And so I have said goodbye to four years of my life.

So, Hye-Jin (my other half) and I decided to make a trip to the FDR to talk and say goodbye. She's never been and I hadn't been in a very long time.
It was a beautiful night and I said my goodbyes to the District and turned my head towards the next morning: graduation.


I don't remember much of graduation. I was in shock. But it felt surreal-- I knew it was coming but four years seemed an eternity away. It's funny how fast it really goes.

Proud AU graduates in Bender Arena. School of International Service and School of Communication (go SOC...that's my school) in attendance.

My two brothers and my brother's girlfriend flew in for the day. It felt good knowing my family was there to cheer me on. I'm the first of the three of us to graduate college. So it's a big deal for my family.

My ROOMIE! My old roomie, at least. One last ridiculous picture for old times sake now that we're "adults." And now after four years together, our paths have parted. She is to remain behind in DC to find a job and I am going back to school to learn more. And put myself into debt more.
Trust me when I say I feel, keenly, the people and things I have left behind. Without realizing it, DC truly became home this year. And in turn, I get up and leave...
For Toronto. After being in Rochester, NY for only one day, I'm back to traveling. This time, to Toronto, the place of my future, the place where this blog is supposed to begin.
And so, I will begin by admitting that I love Canada already. The Canadians are truly friendly--I met a few at a bar the night we were there. They really do have awesome accents, "about" is said "aboot" and they are all about the Toronto Maple Leafs. So far, I find Toronto metropolitan and laid-back, friendly version of New York City--cleaner too according to them.

(Available data):
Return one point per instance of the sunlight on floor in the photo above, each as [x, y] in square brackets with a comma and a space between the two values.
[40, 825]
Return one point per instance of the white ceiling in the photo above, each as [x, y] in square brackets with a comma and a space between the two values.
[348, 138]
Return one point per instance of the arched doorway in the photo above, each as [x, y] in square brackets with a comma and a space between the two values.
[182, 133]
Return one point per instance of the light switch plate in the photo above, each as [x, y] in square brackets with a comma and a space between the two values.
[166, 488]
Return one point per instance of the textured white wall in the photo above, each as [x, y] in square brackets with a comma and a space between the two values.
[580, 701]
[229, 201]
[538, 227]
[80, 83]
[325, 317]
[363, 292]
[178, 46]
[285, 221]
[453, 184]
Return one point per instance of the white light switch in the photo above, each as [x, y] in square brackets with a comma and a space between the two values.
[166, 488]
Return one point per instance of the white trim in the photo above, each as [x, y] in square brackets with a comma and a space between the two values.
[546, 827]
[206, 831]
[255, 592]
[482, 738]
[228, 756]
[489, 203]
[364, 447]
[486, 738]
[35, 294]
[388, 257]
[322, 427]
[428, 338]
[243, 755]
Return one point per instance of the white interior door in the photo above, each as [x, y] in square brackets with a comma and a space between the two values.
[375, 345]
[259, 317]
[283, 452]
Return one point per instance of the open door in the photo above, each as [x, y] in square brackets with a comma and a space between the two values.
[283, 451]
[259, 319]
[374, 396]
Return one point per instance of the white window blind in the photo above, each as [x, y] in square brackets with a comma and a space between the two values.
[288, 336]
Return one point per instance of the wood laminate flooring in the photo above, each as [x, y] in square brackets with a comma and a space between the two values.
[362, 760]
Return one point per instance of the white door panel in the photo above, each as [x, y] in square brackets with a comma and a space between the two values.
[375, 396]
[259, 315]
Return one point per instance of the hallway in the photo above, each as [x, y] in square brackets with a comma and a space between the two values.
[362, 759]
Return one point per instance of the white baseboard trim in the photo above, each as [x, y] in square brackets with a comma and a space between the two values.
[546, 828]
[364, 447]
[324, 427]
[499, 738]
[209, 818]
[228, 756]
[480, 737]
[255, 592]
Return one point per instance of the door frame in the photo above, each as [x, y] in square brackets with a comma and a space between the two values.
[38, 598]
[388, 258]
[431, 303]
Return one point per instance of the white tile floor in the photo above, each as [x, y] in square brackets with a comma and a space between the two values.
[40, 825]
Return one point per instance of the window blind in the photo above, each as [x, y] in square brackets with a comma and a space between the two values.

--

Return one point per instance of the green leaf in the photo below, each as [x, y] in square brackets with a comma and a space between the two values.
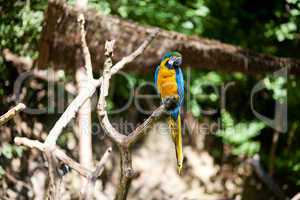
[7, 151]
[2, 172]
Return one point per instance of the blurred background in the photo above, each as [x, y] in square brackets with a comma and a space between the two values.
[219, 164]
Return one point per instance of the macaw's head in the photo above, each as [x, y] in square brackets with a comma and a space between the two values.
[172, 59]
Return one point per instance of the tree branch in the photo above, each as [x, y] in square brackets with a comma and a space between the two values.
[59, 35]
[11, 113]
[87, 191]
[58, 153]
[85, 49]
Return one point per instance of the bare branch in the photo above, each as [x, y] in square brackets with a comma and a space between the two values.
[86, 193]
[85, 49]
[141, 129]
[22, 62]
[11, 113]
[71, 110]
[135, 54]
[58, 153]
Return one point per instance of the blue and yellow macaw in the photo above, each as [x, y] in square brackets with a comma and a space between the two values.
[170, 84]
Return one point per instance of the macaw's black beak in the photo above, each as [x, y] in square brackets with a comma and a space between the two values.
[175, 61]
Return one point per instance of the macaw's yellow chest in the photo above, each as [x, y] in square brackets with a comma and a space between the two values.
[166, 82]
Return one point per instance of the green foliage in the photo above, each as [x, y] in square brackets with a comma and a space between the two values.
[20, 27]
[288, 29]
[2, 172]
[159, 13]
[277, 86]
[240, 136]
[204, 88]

(Exercise tasks):
A: According to the blog post, which city does the writer call Toronto a laid-back, friendly version of?
B: Locate every line of the records that contains the string "window", matching case exactly.
The blog post and the records are unrelated.

(Results of the exercise):
A: New York City.

B:
Return one point per instance of the white window blind in the photo above, each as [x, y] in square brackets with a comma and a space between the two values.
Return one point per instance of the window blind in the photo above, each as [x, y] in square brackets with a comma and a space between the two values.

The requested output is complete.